Problem requirements: Count the lines containing "below" in the entries underneath, and state that count without anything else.

Dataset records:
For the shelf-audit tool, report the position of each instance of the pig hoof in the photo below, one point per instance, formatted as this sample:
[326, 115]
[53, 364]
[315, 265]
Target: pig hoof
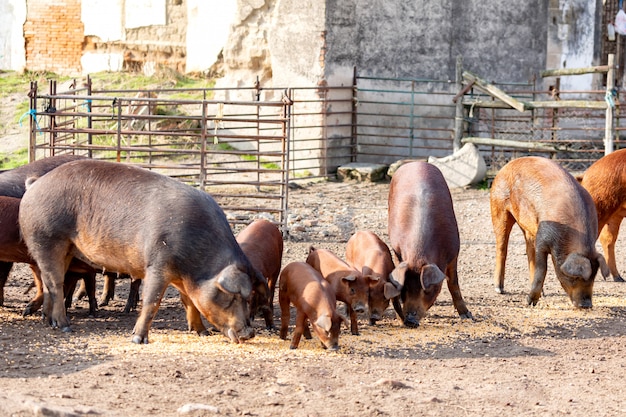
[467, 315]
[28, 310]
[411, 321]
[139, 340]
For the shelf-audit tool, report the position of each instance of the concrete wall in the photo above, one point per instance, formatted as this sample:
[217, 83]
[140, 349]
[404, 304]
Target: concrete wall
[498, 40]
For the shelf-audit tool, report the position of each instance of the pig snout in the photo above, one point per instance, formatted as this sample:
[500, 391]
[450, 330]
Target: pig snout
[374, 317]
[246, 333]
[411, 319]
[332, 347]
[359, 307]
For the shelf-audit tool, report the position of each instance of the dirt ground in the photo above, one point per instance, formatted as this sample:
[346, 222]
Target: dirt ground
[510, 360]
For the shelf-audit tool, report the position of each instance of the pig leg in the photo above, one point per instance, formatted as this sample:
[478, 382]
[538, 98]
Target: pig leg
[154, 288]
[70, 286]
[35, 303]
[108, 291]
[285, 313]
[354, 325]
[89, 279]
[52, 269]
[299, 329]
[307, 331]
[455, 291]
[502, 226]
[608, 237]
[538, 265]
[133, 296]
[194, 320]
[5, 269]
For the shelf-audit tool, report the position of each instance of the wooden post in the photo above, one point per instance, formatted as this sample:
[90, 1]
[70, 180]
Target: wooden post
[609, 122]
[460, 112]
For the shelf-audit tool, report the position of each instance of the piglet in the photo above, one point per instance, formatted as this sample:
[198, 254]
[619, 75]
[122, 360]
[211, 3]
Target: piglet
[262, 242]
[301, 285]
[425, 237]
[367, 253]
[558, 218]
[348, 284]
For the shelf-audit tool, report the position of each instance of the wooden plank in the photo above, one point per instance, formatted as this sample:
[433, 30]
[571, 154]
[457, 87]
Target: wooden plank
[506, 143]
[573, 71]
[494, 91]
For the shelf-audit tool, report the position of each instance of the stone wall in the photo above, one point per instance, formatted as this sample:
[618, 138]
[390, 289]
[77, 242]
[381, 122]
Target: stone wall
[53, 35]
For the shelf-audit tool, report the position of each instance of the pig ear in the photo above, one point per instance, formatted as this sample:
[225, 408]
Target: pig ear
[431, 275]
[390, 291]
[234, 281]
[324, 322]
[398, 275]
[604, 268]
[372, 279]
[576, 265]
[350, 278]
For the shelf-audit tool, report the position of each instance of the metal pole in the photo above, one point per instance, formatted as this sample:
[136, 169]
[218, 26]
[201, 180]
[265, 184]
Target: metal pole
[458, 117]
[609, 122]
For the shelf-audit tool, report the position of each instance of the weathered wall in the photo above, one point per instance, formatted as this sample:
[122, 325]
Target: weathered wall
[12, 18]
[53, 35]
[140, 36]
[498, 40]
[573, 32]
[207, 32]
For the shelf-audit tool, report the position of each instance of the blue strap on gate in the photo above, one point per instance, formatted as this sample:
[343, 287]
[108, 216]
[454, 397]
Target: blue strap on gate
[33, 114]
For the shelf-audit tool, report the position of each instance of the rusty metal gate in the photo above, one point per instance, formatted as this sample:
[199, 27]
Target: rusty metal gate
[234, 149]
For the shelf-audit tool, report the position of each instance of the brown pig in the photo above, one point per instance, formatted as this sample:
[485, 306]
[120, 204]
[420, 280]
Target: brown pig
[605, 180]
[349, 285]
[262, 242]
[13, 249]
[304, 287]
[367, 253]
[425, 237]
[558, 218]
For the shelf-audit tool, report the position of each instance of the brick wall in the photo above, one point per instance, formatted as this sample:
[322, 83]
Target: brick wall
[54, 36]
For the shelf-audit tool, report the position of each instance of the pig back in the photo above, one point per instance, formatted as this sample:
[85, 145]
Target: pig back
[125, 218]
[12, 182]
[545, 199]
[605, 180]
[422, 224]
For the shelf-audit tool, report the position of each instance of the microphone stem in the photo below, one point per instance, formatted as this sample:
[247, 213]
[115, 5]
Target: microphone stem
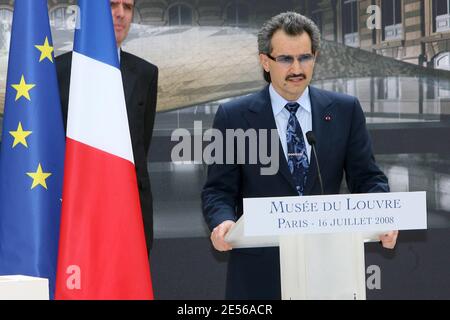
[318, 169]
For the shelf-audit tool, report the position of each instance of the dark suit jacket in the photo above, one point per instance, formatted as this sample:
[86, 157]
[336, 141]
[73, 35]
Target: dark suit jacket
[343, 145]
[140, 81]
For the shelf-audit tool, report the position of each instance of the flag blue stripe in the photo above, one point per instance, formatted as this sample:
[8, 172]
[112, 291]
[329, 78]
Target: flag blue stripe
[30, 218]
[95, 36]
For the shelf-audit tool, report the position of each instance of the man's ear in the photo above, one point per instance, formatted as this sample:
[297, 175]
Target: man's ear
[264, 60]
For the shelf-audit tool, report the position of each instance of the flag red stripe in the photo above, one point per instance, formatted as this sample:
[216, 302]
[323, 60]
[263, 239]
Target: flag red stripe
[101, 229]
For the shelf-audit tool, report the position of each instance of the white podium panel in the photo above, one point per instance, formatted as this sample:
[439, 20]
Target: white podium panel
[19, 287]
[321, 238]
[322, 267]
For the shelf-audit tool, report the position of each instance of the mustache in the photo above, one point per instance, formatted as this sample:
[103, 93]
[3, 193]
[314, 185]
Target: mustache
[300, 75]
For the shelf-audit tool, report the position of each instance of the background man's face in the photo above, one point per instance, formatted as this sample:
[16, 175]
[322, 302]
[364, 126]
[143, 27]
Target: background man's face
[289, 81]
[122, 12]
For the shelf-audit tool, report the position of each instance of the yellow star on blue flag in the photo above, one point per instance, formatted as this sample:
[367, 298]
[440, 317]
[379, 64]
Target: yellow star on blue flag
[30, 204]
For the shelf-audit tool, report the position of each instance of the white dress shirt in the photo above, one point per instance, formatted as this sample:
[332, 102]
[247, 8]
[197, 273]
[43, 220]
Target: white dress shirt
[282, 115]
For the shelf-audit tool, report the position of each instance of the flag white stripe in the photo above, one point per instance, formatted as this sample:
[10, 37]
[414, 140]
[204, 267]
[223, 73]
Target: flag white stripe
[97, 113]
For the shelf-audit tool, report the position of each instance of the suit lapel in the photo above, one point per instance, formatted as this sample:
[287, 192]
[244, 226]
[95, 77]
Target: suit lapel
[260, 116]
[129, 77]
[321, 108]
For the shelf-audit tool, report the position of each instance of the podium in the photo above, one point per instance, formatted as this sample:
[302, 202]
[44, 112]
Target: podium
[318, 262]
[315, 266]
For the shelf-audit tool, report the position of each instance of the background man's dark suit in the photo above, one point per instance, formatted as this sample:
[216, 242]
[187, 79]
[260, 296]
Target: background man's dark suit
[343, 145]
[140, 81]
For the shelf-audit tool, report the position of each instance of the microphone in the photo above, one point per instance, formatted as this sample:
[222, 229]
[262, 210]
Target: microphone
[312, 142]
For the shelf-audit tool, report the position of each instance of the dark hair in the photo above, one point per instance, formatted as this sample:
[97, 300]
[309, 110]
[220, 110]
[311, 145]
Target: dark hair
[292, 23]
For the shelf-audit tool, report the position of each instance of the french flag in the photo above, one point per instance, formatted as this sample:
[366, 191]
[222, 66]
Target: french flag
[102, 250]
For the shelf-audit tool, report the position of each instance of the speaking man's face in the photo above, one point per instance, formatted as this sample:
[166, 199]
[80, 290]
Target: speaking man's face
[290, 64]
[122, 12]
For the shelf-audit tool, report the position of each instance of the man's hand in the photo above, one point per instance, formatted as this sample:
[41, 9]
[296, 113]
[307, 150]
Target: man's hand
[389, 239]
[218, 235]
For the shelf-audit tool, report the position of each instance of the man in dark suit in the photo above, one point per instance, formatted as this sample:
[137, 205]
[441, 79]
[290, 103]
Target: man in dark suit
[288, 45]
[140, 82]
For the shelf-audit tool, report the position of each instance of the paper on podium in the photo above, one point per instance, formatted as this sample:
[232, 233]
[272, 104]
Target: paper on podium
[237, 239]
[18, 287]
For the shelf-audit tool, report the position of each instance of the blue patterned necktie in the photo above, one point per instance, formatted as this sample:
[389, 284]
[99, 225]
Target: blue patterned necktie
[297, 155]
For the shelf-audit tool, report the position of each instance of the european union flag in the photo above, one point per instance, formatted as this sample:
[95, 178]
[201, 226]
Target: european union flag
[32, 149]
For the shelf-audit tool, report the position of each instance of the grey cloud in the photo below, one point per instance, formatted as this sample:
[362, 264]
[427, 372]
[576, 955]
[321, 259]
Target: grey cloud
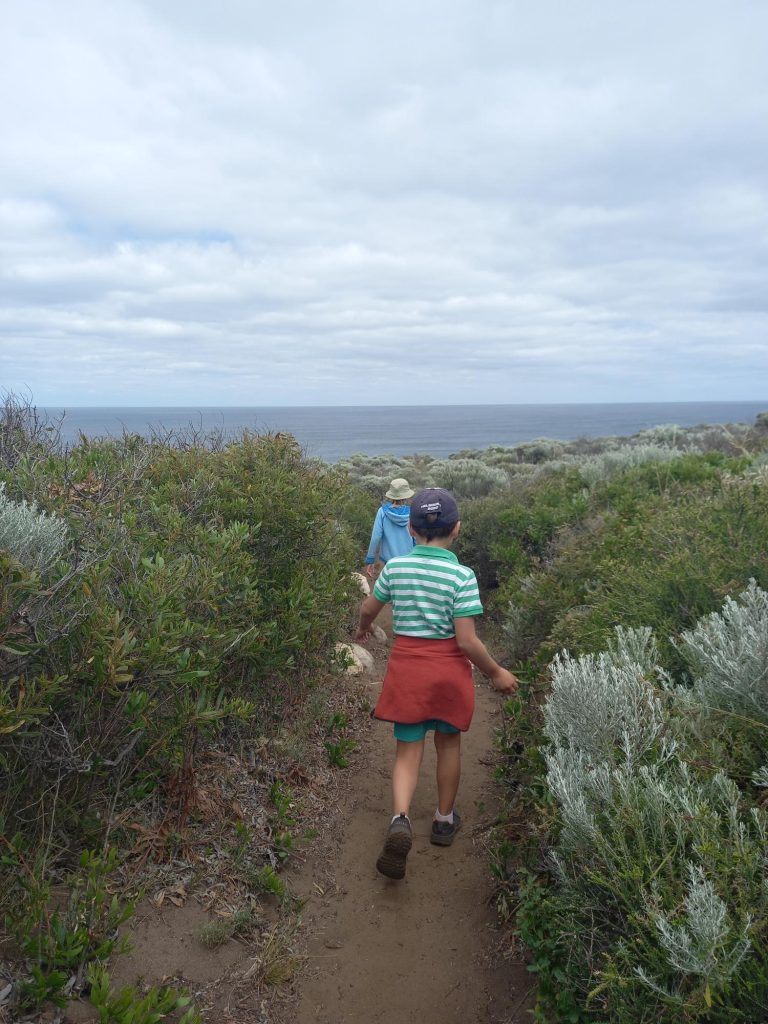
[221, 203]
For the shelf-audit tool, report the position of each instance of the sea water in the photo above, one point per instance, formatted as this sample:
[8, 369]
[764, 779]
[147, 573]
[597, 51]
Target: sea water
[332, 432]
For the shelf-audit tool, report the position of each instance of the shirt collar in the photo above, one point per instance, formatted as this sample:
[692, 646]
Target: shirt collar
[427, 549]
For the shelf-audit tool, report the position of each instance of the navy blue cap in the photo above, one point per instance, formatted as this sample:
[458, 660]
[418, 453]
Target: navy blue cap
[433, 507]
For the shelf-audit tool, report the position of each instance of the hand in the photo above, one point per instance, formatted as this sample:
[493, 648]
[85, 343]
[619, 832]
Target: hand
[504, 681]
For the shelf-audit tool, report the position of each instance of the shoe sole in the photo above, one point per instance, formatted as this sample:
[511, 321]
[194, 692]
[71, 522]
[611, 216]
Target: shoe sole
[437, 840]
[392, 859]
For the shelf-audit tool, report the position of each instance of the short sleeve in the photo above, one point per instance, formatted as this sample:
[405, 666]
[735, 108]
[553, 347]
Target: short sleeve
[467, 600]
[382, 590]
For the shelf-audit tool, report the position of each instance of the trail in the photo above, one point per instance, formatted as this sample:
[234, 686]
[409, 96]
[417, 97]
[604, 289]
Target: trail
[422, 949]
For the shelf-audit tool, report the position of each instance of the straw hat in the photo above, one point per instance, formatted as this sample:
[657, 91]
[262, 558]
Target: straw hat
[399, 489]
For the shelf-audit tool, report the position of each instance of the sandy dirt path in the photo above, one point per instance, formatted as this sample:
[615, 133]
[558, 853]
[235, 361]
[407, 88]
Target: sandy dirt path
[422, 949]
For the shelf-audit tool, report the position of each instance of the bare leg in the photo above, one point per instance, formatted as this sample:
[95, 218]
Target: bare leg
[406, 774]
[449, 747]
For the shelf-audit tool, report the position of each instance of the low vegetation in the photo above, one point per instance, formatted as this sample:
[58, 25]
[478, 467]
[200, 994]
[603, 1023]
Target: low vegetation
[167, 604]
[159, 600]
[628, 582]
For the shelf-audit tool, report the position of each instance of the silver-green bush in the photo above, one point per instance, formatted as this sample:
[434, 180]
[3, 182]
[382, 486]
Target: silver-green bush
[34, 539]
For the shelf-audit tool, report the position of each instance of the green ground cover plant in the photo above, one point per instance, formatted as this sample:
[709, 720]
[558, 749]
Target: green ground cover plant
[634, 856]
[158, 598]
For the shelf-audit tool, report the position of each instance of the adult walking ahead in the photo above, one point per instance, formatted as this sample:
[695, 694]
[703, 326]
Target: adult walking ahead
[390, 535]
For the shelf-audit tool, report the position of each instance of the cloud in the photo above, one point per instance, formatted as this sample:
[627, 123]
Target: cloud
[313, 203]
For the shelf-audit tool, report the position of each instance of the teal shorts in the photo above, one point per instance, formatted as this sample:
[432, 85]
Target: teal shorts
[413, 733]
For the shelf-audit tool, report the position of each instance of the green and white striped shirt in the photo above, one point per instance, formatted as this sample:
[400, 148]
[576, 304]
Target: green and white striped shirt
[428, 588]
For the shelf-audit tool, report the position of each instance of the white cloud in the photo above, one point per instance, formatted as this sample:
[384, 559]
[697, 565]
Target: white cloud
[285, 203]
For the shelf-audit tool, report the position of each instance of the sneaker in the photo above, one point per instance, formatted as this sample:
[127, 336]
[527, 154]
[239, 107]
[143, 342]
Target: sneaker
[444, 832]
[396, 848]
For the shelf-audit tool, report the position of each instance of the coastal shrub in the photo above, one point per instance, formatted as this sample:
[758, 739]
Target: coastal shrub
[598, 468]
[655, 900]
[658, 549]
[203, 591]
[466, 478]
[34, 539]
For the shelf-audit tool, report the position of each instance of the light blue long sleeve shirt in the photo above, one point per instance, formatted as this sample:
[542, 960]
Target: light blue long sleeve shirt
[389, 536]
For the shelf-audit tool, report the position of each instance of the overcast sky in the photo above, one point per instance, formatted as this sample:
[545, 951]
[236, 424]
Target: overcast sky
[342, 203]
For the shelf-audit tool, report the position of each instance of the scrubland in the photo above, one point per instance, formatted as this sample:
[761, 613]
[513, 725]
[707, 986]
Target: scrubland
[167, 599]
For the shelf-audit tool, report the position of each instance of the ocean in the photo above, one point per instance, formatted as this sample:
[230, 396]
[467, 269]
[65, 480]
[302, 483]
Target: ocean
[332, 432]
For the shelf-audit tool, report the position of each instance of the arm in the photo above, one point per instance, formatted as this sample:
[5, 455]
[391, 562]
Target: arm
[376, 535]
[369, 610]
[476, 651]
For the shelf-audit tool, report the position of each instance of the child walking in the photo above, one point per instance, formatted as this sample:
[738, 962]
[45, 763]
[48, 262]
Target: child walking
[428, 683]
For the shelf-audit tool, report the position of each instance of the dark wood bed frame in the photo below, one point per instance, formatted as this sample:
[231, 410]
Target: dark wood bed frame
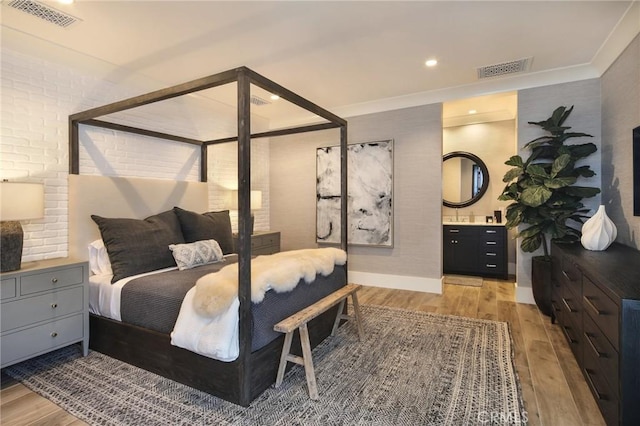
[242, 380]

Response to this exercise: 4